Aim of the exercise:
Retype all of the data below line for line, changing nothing.

Exercise inputs:
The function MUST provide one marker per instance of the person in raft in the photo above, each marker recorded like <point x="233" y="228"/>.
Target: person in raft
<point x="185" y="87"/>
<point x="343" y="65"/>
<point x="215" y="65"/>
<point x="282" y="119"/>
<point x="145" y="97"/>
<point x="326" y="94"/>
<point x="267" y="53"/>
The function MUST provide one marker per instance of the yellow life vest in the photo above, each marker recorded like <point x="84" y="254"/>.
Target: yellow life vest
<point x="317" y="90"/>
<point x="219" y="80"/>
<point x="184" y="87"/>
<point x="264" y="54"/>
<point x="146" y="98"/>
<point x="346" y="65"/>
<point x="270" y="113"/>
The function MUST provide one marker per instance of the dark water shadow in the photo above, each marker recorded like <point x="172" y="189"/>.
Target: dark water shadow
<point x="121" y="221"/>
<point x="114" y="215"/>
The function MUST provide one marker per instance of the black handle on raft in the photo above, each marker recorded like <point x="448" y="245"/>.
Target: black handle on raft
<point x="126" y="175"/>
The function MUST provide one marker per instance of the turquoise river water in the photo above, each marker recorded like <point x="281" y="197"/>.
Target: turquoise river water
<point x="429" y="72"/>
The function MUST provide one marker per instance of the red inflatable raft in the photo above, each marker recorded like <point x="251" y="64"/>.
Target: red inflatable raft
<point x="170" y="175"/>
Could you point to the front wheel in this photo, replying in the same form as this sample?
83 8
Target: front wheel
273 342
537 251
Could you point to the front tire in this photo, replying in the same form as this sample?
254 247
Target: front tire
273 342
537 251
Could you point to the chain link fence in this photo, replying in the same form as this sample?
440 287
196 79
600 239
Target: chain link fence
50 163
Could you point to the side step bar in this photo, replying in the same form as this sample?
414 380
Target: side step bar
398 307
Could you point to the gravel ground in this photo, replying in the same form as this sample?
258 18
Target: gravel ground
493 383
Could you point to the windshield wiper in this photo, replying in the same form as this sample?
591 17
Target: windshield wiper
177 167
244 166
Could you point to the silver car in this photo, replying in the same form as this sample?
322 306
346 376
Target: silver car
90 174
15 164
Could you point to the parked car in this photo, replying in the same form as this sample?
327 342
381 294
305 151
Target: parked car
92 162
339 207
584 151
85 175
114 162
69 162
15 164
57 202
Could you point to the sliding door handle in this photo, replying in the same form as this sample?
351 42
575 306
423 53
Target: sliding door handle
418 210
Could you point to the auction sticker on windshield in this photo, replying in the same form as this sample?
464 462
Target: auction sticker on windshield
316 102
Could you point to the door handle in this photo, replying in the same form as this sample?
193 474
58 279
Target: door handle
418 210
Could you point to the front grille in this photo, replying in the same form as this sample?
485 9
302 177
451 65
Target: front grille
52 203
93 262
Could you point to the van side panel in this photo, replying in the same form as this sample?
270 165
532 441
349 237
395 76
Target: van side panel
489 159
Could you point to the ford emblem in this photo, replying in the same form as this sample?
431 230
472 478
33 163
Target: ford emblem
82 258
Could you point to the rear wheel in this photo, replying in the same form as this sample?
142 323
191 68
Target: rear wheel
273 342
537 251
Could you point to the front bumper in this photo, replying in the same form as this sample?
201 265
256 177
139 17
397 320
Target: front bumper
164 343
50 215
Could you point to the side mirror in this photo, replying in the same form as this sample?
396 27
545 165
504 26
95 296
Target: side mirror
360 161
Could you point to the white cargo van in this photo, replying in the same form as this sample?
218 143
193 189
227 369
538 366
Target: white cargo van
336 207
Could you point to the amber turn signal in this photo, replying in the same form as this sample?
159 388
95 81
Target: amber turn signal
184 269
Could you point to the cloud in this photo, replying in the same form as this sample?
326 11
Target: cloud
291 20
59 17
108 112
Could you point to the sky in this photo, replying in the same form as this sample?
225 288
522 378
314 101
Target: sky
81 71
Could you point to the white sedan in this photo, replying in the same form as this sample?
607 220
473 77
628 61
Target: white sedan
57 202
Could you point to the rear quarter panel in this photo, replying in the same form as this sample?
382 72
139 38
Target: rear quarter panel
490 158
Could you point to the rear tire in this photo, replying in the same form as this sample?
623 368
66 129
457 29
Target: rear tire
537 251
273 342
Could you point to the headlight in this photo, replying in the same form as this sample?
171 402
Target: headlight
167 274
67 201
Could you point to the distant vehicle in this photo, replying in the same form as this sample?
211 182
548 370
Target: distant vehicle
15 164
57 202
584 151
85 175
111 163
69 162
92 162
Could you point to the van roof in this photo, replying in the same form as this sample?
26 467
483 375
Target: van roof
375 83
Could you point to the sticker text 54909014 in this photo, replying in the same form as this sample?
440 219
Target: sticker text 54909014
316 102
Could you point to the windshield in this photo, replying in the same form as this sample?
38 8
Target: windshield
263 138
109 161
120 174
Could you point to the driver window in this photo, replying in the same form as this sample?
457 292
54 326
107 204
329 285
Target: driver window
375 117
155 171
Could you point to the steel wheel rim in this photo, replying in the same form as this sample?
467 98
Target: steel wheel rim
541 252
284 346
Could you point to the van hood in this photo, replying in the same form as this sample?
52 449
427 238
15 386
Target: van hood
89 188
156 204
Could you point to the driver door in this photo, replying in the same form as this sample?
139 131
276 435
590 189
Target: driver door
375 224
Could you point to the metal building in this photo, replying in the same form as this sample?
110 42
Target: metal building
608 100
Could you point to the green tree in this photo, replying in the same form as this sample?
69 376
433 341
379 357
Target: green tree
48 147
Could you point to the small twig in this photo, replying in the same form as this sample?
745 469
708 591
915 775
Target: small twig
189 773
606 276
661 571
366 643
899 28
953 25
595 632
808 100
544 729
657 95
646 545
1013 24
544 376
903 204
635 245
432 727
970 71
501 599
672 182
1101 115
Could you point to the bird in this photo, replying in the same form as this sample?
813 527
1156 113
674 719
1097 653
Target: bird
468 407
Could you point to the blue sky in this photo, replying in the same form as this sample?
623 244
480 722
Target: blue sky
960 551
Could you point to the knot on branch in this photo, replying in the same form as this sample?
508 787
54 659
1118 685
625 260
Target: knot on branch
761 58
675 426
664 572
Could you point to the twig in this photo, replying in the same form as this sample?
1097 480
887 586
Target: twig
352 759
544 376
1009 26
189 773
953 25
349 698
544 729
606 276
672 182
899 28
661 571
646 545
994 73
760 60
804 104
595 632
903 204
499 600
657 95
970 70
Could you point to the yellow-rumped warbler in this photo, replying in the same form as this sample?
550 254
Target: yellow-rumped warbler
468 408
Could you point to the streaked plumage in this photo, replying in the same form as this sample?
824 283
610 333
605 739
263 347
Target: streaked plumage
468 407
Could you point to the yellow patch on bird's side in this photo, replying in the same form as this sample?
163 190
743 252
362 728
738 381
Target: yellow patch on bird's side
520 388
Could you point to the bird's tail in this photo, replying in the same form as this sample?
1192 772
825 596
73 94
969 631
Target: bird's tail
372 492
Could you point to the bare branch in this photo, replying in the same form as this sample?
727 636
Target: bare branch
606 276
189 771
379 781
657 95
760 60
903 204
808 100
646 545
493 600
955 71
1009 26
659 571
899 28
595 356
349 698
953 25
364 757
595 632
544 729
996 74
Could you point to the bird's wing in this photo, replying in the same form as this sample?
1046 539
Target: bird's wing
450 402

Full output:
The function MUST provide one marker per instance of the person in raft in the photo above, each marker recorded like <point x="233" y="228"/>.
Target: person in raft
<point x="185" y="87"/>
<point x="343" y="65"/>
<point x="215" y="65"/>
<point x="282" y="119"/>
<point x="145" y="97"/>
<point x="326" y="94"/>
<point x="267" y="53"/>
The function MUST provide one marker per instance of the yellow life vest in the photo above, each marker recorded like <point x="84" y="254"/>.
Target: yellow life vest
<point x="317" y="90"/>
<point x="219" y="80"/>
<point x="184" y="87"/>
<point x="264" y="54"/>
<point x="146" y="98"/>
<point x="346" y="65"/>
<point x="270" y="113"/>
The function MUST provide one marker per instance of the dark water shadow in the photo above, each marker recorded like <point x="172" y="189"/>.
Target: dark water shadow
<point x="121" y="221"/>
<point x="114" y="215"/>
The function MUST provide one marker per instance of the black handle on raft in the photo above, each marker recorded like <point x="448" y="245"/>.
Target: black handle on raft
<point x="126" y="175"/>
The function MUST provide one marker per instance of the turquoise river water in the photo above, each marker recorded like <point x="281" y="197"/>.
Target: turquoise river water
<point x="429" y="72"/>
The function MUST provide one marker per instance of the red inflatable raft in the photo above, each marker recorded like <point x="251" y="64"/>.
Target: red inflatable raft
<point x="170" y="175"/>
Could you point to the front wheel in this photo, replying in the same form as this sample?
83 8
Target: front wheel
273 342
537 251
Could you point to the front tire in this photo, replying in the same form as this sample?
254 247
Target: front tire
273 342
537 251
Could you point to the chain link fence in this photo, replying in the same form as this sample?
440 287
196 79
600 239
Target: chain link fence
50 163
Could you point to the side step bar in this photo, replying in the same form as this sample?
414 380
Target: side step bar
398 307
Could you point to the gravel ground in this photo, replying in the same form as this sample?
258 18
Target: gravel ground
493 383
Could you point to the windshield wiper in this photo, replying in the same form as this sample?
591 17
Target: windshield wiper
177 167
244 166
Could you point to the silver car in this photo, replying in the same form as this sample?
322 306
346 376
Target: silver car
90 174
15 164
Could you point to the parked car in this photo, replying in the same form as this sample?
327 342
381 294
305 151
Target: parked car
92 162
339 207
584 151
85 175
114 162
69 162
15 164
57 202
Could you point to the sliding door handle in this photo, replying in the same form as this sample?
351 42
575 306
423 53
Target: sliding door handle
418 210
Could you point to the auction sticker on windshield in this photo, replying in the same form as this sample?
464 462
Target: auction sticker on windshield
316 102
Could you point to the door handle in this photo, replying in the same form as this sample?
193 474
58 279
Target: door handle
418 210
Could you point to the front grille in this photo, replying in the same form as this sample?
485 9
302 177
451 65
Target: front grille
52 203
93 262
Could you point to the van side panel in this photo, replying in the same form as this sample?
270 165
532 441
349 237
395 76
Target: van side panel
489 159
Could you point to the ford emblem in this photo, replying in the same form as this sample?
431 230
472 478
33 163
Target: ford emblem
82 258
Could you point to the rear wheel in this photo, replying in the same form as this sample?
142 323
191 68
Target: rear wheel
273 342
537 251
Could you point to the front bumper in this photo, replying in the same form as this sample?
201 265
256 177
139 17
397 320
Target: front bumper
164 343
50 215
Could you point to the side mirror in this photo, replying in the same form as this sample?
396 27
545 165
504 26
95 296
Target: side mirror
360 161
Could you point to the white cargo van in this photo, replying in the same form as this sample?
218 143
193 189
227 369
538 366
Target: white cargo van
336 207
Could you point to the amber turn signal in this photo, replying in the same form as this sample?
159 388
95 81
Target: amber turn signal
184 269
Could you point to the cloud in this photo, replying in the same form as this sample?
326 11
Target: cloud
291 20
59 17
108 112
Could you point to the sky in this photo, replying in the same form as this sample?
225 288
522 378
314 101
Target: sky
81 71
Could you point to the white sedan in this photo, replying in the same form as this sample?
607 220
473 77
628 61
Target: white sedan
57 202
Could you point to the rear quarter panel in this photo, replying in the same form as this sample?
382 72
139 38
Target: rear quarter panel
490 158
Could you point to the rear tire in this photo, replying in the same form as this sample?
623 368
66 129
457 29
Target: rear tire
537 251
273 342
Could you point to the headlight in this photo, replying in the same form as this sample?
171 402
Target: headlight
167 274
67 201
Could you point to the distant vehicle in this photo, replying in the same form as this sample?
211 182
548 370
Target: distant vehicle
15 164
57 202
584 151
85 175
111 163
69 162
92 162
Could you point to the van roof in this photo, replying in the same form as this sample?
26 467
483 375
Target: van roof
375 83
Could you point to the sticker text 54909014 in this photo, replying in the same form as this sample?
440 219
Target: sticker text 54909014
316 102
Could you point to the windshield in this photo, replying in the same form as this sample?
38 8
Target: windshield
263 138
109 161
120 174
Could you point to the driver window in this photo, replying in the same form as this sample?
457 292
54 326
107 204
329 285
Target: driver window
375 117
155 171
Could you point to the steel wheel rim in this photo, replying in the same form as this sample?
467 98
Target: steel wheel rim
541 252
284 346
Could you point to the van hood in this photo, replying in the same form as this sample?
52 449
427 238
15 386
Target: van hood
89 188
156 204
Could you point to the driver door in this photo, replying in the same form as this sample?
139 131
276 435
590 189
Target: driver door
375 224
Could you point to the metal building in this photo, replying in the same form as this sample?
110 42
Target: metal building
608 100
Could you point to the green tree in this photo, replying in the same form as this sample?
69 376
433 341
379 357
Target: green tree
48 147
Could you point to the small twig in this photo, replying in the same form as this sample?
745 469
708 591
915 775
Target: small twig
189 773
606 276
661 571
366 643
899 28
953 25
595 632
808 100
544 729
657 95
646 545
1013 24
544 376
903 204
635 245
432 727
970 71
501 599
672 182
1101 115
Could you point to the bird in this photo, replying in the same form as this sample?
813 527
1156 113
674 719
1097 653
Target: bird
468 407
Could you point to the blue sky in this photo, replying in the same form as this sample?
623 244
480 722
Target: blue sky
960 551
Could you point to the knot on branch in this photo, replying in the same form as this sample?
508 787
54 659
1118 685
625 260
Target: knot on branch
761 58
675 426
664 572
Could you point to the twig in this photo, replying in the same form as this sample?
1097 480
887 586
Target: twig
352 759
544 376
1009 26
189 773
953 25
349 698
544 729
606 276
672 182
899 28
661 571
646 545
994 73
760 60
804 104
595 632
903 204
499 600
657 95
970 70
Could you point to the yellow-rumped warbler in this photo, replying in the same form as this sample?
550 254
Target: yellow-rumped warbler
468 408
Could you point to the streaked plumage in this photo, replying in the same form as this sample?
824 283
610 333
605 739
263 347
Target: streaked plumage
468 407
Could you point to the yellow patch on bird's side in this photo, replying in the same form as this sample?
163 190
743 252
362 728
738 381
Target: yellow patch on bird's side
520 388
Could you point to the bird's tail in this photo, replying in the same form as this sample?
1192 772
825 596
73 94
969 631
Target: bird's tail
372 492
Could you point to the bare branch in this photo, replying in the same form as this sample?
727 636
Target: bare branch
606 276
189 771
379 781
657 95
760 60
903 204
808 100
646 545
493 600
955 71
1009 26
659 571
899 28
595 356
349 698
953 25
364 757
595 632
544 729
996 74
Could you point to the bird's wing in this photo, replying in the same form as this sample?
1046 539
Target: bird's wing
450 402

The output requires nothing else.